Les hôpitaux ont un statut protégé par les règles de la guerre. Pourtant, aux premières heures du 3 octobre, l’hôpital de MSF à Kunduz a subi une attaque aérienne, impitoyable et brutale, menée par les forces armées américaines.
Les patients ont brûlé vifs dans leurs lits, le personnel médical a été décapité, amputé, d’autres ont été abattus par l’avion de combat AC-130 qui tournoyait au-dessus du bâtiment en feu. Au moins 30 personnes, membres du personnel de MSF et patients, ont été tuées.
Cette semaine, MSF a conclu une revue préliminaire de ce qui s’est passé avant, pendant et après l’attaque aérienne. Bien que l’élaboration de cette revue interne soit toujours un processus en cours, nous avons décidé de partager les résultats préliminaires avec le public, afin d’éviter toute spéculation et faire preuve de transparence. Les détails pouvant permettre d’identifier des personnes ont été retirés. Des notes explicatives ont été ajoutées là où le lecteur externe aurait besoin d’éclaircissements supplémentaires.

## Documents fournis
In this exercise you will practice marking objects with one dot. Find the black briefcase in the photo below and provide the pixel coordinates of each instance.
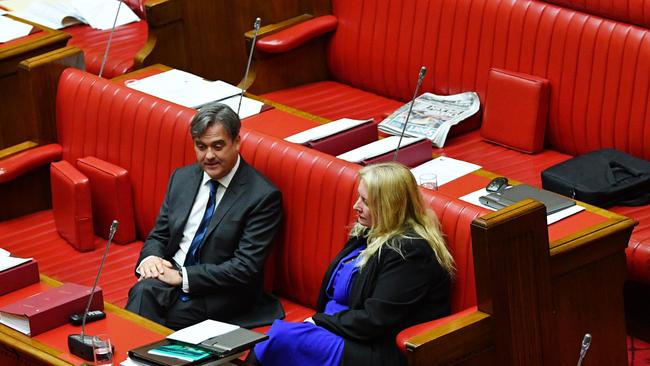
(603, 178)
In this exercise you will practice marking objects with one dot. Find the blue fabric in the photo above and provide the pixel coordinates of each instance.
(306, 344)
(192, 256)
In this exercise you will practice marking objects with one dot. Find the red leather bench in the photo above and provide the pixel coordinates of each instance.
(371, 51)
(149, 138)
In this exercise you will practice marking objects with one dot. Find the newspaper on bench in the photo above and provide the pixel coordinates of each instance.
(432, 116)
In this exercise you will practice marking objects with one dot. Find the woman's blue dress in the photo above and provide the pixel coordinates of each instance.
(305, 343)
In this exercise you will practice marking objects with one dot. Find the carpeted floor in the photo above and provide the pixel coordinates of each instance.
(638, 352)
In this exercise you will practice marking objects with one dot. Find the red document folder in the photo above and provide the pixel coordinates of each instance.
(346, 140)
(411, 155)
(49, 309)
(18, 277)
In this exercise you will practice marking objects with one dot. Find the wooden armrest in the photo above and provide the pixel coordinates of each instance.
(468, 334)
(297, 35)
(22, 162)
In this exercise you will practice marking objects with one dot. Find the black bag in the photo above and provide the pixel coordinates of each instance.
(603, 178)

## Exercice
Recopiez en entier et mot pour mot le texte sur l'attaque de l'hôpital de MSF à Kunduz.

## Corrigé
Les hôpitaux ont un statut protégé par les règles de la guerre. Pourtant, aux premières heures du 3 octobre, l’hôpital de MSF à Kunduz a subi une attaque aérienne, impitoyable et brutale, menée par les forces armées américaines.
Les patients ont brûlé vifs dans leurs lits, le personnel médical a été décapité, amputé, d’autres ont été abattus par l’avion de combat AC-130 qui tournoyait au-dessus du bâtiment en feu. Au moins 30 personnes, membres du personnel de MSF et patients, ont été tuées.
Cette semaine, MSF a conclu une revue préliminaire de ce qui s’est passé avant, pendant et après l’attaque aérienne. Bien que l’élaboration de cette revue interne soit toujours un processus en cours, nous avons décidé de partager les résultats préliminaires avec le public, afin d’éviter toute spéculation et faire preuve de transparence. Les détails pouvant permettre d’identifier des personnes ont été retirés. Des notes explicatives ont été ajoutées là où le lecteur externe aurait besoin d’éclaircissements supplémentaires.